A run of records:
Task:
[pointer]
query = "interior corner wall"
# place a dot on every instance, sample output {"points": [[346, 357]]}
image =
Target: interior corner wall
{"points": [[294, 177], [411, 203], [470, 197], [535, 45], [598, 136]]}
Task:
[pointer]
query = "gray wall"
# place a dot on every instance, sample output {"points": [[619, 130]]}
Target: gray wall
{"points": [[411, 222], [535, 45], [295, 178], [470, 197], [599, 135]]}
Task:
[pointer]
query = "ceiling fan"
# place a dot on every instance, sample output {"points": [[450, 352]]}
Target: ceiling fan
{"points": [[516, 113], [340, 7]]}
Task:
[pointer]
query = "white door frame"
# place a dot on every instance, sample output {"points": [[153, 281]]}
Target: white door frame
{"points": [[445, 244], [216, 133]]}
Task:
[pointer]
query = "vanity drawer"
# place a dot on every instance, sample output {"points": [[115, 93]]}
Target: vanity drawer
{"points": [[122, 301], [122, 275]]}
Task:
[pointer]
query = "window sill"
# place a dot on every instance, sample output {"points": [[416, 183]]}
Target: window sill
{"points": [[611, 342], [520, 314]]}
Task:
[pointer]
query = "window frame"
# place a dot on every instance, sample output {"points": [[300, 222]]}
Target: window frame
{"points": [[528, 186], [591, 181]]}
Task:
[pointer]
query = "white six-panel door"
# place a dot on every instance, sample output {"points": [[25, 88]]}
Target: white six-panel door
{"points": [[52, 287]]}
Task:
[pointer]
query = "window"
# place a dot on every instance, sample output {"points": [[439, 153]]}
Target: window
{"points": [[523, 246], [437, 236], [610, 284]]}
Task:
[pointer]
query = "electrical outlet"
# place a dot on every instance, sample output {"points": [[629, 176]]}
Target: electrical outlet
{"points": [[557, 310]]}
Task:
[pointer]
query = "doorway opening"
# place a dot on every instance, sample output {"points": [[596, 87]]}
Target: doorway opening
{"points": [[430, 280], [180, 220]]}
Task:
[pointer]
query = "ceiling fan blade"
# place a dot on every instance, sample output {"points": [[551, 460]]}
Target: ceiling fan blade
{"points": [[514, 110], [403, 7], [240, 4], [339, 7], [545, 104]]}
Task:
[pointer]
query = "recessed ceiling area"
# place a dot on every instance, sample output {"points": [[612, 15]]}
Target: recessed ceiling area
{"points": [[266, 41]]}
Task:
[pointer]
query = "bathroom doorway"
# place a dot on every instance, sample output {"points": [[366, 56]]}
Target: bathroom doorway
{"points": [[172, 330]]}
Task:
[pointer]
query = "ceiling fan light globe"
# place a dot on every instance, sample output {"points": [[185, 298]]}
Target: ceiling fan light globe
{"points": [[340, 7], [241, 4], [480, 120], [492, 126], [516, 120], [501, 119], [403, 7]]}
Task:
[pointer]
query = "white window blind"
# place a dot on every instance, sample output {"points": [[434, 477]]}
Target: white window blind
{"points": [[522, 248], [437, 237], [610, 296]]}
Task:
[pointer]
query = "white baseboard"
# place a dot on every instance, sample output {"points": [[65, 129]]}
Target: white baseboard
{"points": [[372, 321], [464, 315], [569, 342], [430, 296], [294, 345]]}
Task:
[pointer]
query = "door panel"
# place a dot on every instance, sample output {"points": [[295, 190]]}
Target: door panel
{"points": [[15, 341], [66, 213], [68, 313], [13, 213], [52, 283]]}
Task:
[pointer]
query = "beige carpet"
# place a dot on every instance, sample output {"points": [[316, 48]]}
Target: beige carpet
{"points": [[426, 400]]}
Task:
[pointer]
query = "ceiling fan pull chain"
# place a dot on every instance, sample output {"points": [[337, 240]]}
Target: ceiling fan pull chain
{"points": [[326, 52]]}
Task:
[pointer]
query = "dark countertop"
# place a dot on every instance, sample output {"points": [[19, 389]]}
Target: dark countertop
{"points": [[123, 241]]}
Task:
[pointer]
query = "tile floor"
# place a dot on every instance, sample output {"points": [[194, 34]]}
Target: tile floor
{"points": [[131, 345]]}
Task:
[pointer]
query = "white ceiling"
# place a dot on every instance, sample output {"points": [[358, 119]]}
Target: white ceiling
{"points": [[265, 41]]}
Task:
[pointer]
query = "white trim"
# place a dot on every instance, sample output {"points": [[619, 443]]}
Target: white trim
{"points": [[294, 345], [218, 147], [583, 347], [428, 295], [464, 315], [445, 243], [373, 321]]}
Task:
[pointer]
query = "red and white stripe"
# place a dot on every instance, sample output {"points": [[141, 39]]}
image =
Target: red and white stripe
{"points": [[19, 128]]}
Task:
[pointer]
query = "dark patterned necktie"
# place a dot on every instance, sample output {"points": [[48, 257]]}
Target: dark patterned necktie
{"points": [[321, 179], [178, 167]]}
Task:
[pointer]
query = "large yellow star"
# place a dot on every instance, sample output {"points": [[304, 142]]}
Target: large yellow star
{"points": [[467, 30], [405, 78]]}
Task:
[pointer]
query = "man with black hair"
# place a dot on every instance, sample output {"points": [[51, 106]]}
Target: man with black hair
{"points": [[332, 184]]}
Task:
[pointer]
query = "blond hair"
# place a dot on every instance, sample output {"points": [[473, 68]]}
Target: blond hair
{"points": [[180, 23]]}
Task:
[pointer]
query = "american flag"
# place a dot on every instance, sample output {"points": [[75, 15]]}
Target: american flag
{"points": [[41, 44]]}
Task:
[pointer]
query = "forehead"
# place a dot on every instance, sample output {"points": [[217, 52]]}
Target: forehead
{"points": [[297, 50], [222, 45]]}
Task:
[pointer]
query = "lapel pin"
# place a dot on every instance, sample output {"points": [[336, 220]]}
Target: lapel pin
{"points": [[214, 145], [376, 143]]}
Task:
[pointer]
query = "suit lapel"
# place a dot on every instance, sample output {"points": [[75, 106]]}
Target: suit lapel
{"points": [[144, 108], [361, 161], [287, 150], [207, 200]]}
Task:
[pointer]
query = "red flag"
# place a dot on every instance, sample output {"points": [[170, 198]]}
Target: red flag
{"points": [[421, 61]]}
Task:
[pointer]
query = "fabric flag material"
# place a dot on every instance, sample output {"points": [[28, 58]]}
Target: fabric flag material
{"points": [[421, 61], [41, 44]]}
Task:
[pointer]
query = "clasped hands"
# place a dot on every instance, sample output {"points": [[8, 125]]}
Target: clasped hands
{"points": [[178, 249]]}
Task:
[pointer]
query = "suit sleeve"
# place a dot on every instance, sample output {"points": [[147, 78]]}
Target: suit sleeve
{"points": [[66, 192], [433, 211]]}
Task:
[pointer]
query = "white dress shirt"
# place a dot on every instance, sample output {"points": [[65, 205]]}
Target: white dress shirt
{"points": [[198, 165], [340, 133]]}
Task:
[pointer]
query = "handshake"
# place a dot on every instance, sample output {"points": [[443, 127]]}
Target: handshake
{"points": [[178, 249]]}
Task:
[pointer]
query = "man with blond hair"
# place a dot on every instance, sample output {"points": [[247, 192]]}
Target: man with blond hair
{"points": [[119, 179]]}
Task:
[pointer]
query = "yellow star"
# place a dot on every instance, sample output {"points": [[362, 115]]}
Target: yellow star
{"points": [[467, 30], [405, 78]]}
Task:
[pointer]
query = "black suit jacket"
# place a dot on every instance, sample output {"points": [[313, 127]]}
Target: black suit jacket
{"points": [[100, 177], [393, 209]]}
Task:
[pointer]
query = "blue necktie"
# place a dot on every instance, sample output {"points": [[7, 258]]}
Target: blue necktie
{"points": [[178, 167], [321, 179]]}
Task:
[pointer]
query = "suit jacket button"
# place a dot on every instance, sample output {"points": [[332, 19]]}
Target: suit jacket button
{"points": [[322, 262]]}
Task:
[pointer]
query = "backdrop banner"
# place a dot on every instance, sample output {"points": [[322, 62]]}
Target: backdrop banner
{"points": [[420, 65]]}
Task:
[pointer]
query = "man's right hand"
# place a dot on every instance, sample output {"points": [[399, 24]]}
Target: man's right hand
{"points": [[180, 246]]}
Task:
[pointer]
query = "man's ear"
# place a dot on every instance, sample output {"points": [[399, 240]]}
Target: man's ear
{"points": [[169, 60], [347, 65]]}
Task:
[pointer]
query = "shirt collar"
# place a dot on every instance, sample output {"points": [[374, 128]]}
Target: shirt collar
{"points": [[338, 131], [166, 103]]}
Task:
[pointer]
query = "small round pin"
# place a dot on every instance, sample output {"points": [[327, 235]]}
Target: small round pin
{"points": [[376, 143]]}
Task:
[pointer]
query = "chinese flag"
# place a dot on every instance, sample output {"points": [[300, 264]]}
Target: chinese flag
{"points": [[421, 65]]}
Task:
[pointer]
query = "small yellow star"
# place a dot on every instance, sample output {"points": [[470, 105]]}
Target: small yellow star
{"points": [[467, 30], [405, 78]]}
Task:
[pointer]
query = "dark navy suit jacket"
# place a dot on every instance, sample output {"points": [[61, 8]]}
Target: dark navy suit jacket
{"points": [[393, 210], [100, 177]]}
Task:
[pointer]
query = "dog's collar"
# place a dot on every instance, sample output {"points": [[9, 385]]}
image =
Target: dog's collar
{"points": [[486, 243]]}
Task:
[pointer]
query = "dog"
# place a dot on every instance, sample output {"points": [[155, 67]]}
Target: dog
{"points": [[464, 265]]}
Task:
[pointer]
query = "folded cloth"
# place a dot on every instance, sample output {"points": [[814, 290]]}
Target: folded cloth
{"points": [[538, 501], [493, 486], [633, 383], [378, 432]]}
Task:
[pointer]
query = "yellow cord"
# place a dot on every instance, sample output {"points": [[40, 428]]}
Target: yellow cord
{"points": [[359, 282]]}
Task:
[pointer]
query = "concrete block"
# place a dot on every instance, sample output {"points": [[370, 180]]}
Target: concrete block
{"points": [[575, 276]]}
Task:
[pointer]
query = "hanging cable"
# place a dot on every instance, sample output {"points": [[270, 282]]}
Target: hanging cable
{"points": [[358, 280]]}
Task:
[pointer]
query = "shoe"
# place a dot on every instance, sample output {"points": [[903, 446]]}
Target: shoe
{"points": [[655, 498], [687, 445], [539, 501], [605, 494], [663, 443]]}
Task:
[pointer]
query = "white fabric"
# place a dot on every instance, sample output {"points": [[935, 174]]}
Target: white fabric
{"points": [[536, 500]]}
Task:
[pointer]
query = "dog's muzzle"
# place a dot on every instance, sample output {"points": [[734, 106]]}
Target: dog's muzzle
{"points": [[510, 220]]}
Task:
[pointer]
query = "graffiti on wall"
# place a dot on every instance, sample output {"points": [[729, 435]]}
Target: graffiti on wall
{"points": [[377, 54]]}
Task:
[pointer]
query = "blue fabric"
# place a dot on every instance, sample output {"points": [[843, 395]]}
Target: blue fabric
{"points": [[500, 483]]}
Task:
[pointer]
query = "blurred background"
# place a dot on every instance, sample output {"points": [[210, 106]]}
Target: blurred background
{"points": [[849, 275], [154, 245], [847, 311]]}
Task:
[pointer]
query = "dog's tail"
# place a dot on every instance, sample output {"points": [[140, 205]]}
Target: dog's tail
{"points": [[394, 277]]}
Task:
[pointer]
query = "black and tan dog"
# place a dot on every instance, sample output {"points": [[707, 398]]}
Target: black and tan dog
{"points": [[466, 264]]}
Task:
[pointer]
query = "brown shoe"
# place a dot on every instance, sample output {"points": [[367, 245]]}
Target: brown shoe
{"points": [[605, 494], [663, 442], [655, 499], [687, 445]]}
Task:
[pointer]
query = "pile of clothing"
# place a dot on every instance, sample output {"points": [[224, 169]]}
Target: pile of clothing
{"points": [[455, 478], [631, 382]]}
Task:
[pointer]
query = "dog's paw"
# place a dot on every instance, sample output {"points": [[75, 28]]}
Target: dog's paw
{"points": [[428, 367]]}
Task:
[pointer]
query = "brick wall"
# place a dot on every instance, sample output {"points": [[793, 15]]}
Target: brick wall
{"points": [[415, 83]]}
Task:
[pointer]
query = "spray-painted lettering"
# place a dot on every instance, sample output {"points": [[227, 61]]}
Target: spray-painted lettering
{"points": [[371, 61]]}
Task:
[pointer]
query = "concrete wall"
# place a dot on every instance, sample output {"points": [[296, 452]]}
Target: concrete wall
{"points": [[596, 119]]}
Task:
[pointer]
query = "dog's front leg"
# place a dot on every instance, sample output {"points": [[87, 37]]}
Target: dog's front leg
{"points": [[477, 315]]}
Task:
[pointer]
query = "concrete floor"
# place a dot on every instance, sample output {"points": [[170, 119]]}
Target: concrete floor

**Problem to solve:** List every line in the items above that contains the string "background". Case counts.

**Completed task:**
query = "blurred background"
Target: blurred background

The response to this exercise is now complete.